What you will do
For the listing that follows, give again exactly the lines from the one with "Shot-chart audit: point to every instance of the sweater" to the one with "Shot-chart audit: point to every instance of the curly", including both.

==*==

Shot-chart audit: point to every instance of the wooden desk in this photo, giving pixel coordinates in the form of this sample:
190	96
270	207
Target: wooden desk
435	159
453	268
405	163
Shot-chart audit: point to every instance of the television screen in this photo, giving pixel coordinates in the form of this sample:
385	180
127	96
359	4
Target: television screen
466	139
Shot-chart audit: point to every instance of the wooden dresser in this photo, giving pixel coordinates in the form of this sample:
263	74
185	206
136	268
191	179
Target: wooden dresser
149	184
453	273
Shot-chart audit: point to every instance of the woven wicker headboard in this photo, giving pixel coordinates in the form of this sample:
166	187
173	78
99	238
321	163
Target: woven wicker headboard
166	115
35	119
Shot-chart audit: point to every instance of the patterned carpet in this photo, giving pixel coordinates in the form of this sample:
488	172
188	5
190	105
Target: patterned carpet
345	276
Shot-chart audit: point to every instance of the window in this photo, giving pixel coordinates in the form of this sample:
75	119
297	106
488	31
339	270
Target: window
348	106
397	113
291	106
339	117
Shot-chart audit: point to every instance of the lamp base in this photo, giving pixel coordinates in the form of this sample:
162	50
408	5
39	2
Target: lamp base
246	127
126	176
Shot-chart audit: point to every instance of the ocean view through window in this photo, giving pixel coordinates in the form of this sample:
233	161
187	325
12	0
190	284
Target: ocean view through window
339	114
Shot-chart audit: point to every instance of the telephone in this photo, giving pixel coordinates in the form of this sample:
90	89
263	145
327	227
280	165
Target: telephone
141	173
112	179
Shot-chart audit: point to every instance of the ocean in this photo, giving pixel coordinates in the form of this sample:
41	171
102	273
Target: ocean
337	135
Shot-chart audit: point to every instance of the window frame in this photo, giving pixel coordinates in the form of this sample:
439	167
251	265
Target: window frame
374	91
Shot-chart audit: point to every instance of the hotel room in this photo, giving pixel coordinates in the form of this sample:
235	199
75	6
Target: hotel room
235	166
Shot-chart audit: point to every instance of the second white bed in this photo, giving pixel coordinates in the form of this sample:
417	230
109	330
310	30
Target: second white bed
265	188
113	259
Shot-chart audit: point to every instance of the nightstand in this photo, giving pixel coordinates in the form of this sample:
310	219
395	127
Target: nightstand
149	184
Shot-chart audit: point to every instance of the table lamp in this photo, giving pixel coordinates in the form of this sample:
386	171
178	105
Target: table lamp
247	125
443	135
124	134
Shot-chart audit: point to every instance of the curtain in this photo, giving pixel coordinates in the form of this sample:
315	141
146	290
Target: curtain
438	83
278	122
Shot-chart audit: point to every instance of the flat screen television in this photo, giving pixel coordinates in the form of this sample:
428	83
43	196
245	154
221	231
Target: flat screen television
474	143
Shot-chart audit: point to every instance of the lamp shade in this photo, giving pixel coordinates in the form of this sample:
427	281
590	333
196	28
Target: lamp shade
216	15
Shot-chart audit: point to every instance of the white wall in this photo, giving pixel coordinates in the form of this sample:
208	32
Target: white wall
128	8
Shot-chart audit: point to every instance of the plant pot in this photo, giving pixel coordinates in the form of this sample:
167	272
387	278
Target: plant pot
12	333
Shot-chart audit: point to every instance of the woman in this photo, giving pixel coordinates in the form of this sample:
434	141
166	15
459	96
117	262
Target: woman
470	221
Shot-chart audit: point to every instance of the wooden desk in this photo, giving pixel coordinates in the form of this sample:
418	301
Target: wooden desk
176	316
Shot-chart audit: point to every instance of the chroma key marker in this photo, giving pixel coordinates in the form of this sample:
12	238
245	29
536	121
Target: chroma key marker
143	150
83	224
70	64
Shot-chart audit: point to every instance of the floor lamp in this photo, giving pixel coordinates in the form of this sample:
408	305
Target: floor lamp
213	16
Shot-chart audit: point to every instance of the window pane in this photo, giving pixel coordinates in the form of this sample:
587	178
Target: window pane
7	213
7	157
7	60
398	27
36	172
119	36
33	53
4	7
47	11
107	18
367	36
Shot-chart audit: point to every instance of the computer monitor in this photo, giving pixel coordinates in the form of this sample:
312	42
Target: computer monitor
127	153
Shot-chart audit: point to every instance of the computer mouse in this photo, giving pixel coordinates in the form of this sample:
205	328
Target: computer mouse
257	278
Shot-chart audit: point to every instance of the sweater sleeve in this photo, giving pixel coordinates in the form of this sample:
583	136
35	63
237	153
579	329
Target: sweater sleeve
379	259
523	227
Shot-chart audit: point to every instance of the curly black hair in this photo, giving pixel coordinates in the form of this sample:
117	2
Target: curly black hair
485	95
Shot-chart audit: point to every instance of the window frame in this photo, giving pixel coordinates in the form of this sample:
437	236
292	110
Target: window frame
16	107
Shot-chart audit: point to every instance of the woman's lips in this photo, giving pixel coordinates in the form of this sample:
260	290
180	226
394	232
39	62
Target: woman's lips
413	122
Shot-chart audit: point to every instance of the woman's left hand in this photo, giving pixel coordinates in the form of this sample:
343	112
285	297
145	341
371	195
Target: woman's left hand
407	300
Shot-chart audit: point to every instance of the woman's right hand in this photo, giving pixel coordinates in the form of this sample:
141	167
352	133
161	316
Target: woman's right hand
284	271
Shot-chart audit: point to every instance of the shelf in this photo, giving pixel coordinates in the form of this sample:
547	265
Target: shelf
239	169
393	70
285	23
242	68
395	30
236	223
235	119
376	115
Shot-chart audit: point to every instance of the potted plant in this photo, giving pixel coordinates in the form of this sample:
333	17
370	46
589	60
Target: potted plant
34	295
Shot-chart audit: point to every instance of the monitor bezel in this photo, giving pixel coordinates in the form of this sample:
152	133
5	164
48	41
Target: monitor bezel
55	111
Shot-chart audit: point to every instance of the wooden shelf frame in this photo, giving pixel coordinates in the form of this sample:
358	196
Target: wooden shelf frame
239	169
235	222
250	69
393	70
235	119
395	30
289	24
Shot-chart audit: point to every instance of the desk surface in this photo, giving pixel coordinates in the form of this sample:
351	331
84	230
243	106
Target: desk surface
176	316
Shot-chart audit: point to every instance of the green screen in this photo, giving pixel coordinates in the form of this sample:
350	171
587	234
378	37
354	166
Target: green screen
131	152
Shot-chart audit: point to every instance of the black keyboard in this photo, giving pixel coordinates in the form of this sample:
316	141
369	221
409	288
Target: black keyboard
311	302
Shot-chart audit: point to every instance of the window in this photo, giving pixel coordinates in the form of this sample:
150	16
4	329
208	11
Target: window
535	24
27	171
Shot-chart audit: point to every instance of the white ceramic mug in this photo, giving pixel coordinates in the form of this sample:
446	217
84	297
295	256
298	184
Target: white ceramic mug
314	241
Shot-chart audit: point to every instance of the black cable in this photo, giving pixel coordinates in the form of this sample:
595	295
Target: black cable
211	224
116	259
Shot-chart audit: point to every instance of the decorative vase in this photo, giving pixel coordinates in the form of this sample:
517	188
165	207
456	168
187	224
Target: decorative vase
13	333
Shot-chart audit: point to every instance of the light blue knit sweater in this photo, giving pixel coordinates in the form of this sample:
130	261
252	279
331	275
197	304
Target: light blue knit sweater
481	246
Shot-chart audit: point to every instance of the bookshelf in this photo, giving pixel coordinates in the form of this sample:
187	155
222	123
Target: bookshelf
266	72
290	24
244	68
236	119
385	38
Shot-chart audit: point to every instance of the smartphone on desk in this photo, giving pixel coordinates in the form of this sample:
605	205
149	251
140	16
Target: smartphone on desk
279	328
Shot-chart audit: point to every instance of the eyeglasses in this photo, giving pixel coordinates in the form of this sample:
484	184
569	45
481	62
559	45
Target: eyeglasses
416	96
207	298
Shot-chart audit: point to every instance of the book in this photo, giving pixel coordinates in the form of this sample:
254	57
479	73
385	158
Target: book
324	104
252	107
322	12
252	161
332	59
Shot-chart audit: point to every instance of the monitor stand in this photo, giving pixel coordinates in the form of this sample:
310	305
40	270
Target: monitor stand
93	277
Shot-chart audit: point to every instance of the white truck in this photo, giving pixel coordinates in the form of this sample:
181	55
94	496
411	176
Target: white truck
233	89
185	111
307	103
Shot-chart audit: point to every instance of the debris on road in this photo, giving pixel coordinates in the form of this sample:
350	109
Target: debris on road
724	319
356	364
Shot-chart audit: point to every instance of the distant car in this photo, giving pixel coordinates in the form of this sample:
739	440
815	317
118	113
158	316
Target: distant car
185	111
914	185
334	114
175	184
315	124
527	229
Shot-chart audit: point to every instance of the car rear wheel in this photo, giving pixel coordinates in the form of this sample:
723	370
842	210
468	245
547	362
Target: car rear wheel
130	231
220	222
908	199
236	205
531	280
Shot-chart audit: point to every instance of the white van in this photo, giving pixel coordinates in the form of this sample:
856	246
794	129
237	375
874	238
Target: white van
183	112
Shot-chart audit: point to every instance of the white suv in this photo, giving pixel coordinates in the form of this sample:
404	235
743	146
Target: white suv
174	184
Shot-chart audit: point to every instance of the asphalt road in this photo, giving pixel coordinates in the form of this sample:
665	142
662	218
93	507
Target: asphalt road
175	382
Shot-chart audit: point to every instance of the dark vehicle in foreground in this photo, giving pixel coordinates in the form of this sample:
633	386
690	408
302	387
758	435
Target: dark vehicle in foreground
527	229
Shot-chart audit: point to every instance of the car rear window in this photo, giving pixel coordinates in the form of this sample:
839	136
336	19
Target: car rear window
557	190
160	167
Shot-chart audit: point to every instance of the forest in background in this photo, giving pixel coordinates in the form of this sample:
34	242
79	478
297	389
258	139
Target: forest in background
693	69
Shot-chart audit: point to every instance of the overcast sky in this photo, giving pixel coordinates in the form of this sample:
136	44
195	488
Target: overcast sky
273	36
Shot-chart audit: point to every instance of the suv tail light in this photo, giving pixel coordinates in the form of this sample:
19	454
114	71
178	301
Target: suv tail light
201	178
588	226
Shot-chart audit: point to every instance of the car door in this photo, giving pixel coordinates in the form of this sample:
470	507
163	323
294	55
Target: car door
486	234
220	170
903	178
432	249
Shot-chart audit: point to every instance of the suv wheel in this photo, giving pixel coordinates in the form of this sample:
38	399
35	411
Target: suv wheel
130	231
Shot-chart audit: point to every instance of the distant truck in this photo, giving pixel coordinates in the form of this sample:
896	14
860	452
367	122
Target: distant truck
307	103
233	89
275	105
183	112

==*==

Solution for this task
Shot-chart audit: point to every instance of the sweater sleeve in this photo, giving pixel coordinates in the form of this sample:
583	136
35	63
237	153
579	329
Target: sweater sleeve
379	259
523	227
Shot-chart audit: point to every instance of the curly black hair in this photo, giving pixel coordinates in the form of this sample:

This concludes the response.